(Dataset rows about object locations)
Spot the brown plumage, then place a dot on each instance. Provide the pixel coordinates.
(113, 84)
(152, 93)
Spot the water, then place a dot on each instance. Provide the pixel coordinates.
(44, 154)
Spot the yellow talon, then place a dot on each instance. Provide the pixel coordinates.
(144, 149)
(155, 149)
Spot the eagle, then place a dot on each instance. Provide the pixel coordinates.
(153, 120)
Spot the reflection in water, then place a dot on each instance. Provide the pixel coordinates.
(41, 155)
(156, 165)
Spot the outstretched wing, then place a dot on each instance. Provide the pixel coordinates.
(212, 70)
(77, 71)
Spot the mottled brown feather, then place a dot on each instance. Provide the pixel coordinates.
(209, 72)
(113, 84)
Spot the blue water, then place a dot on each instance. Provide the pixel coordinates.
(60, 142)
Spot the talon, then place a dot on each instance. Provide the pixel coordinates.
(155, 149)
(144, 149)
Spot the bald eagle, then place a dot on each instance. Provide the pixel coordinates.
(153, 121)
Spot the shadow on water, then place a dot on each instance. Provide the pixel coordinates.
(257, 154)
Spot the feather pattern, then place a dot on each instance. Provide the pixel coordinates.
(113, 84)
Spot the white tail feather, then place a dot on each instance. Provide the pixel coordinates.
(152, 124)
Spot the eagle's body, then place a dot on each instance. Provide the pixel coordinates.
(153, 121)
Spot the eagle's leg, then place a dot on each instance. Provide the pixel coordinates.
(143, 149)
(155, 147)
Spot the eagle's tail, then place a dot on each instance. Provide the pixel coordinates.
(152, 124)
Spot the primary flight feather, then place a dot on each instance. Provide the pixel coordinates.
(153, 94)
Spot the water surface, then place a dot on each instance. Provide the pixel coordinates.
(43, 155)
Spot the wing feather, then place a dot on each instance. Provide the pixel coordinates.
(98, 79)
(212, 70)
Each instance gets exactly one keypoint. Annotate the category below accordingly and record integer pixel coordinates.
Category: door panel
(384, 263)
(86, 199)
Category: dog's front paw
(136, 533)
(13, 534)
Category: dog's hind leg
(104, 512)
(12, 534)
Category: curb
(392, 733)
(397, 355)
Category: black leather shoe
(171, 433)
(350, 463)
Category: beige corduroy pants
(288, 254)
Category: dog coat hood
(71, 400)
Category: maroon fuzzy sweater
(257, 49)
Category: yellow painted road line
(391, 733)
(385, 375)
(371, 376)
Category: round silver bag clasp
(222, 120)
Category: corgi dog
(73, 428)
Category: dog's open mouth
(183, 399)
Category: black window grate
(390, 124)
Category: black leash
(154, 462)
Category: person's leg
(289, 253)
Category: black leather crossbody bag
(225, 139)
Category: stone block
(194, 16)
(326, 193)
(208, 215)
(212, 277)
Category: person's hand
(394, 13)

▶ Written exercise: Format every line of the rows above as a Markdown table with the columns No. and Line, numbering the lines in order and skipping any blank ones.

▶ The solution:
| No. | Line |
|---|---|
| 1 | Spot the brown plumage, then place a dot on each instance. Provide the pixel coordinates. |
| 2 | (113, 84) |
| 3 | (152, 93) |
| 4 | Spot the water, then place a dot on each instance. Provide the pixel coordinates. |
| 5 | (44, 154) |
| 6 | Spot the yellow talon, then place a dot on each instance. Provide the pixel coordinates. |
| 7 | (144, 149) |
| 8 | (155, 149) |
| 9 | Spot the eagle, then place a dot on each instance. Provide the pixel coordinates. |
| 10 | (153, 120) |
| 11 | Spot the reflection in water, then place a dot on each instance. Provide the pixel coordinates. |
| 12 | (41, 155) |
| 13 | (156, 165) |
| 14 | Spot the outstretched wing, then place a dot on each instance. Provide the pixel coordinates. |
| 15 | (212, 70) |
| 16 | (77, 71) |
| 17 | Spot the mottled brown feather, then place a dot on each instance. Provide the pixel coordinates. |
| 18 | (209, 72) |
| 19 | (113, 84) |
| 20 | Spot the blue water, then place a dot on each instance. Provide the pixel coordinates. |
| 21 | (60, 142) |
| 22 | Spot the talon, then place a dot on each instance. Provide the pixel coordinates. |
| 23 | (155, 149) |
| 24 | (144, 149) |
| 25 | Spot the bald eagle, then place a dot on each instance. Provide the pixel coordinates. |
| 26 | (153, 121) |
| 27 | Spot the shadow on water, then place a dot on each instance. Provide the pixel coordinates. |
| 28 | (257, 154) |
| 29 | Spot the feather pattern, then place a dot on each instance. Provide the pixel coordinates. |
| 30 | (113, 84) |
| 31 | Spot the white tail feather, then place a dot on each instance. Provide the pixel coordinates. |
| 32 | (152, 124) |
| 33 | Spot the eagle's body, then place a dot on each instance. Provide the pixel coordinates. |
| 34 | (153, 121) |
| 35 | Spot the eagle's leg, then place a dot on each instance. Provide the pixel coordinates. |
| 36 | (143, 149) |
| 37 | (155, 147) |
| 38 | Spot the eagle's tail, then place a dot on each instance. Provide the pixel coordinates. |
| 39 | (152, 124) |
| 40 | Spot the primary flight feather, then place a dot on each instance. Provide the pixel coordinates. |
| 41 | (153, 94) |
| 42 | Spot the water surface, then place a dot on each instance. Provide the pixel coordinates. |
| 43 | (43, 155) |
| 44 | Spot the wing feather, then place a dot on each instance. Provide the pixel coordinates. |
| 45 | (98, 79) |
| 46 | (212, 70) |
| 47 | Each instance gets exactly one keypoint. Annotate the category below accordingly and record integer pixel coordinates. |
| 48 | Category: door panel |
| 49 | (384, 263) |
| 50 | (86, 199) |
| 51 | Category: dog's front paw |
| 52 | (136, 533) |
| 53 | (13, 534) |
| 54 | Category: dog's hind leg |
| 55 | (104, 512) |
| 56 | (12, 534) |
| 57 | Category: curb |
| 58 | (392, 733) |
| 59 | (397, 355) |
| 60 | Category: black leather shoe |
| 61 | (171, 433) |
| 62 | (350, 463) |
| 63 | Category: beige corduroy pants |
| 64 | (288, 254) |
| 65 | Category: dog coat hood |
| 66 | (71, 400) |
| 67 | Category: maroon fuzzy sweater |
| 68 | (257, 49) |
| 69 | Category: yellow painted road line |
| 70 | (391, 733) |
| 71 | (385, 375) |
| 72 | (371, 376) |
| 73 | Category: round silver bag clasp |
| 74 | (222, 120) |
| 75 | Category: corgi dog |
| 76 | (73, 428) |
| 77 | Category: dog's open mouth |
| 78 | (183, 399) |
| 79 | Category: black window grate |
| 80 | (390, 124) |
| 81 | Category: black leash |
| 82 | (154, 462) |
| 83 | Category: person's leg |
| 84 | (289, 253) |
| 85 | Category: black leather crossbody bag |
| 86 | (225, 139) |
| 87 | Category: stone block |
| 88 | (194, 16) |
| 89 | (326, 193) |
| 90 | (208, 215) |
| 91 | (212, 277) |
| 92 | Category: person's hand |
| 93 | (394, 13) |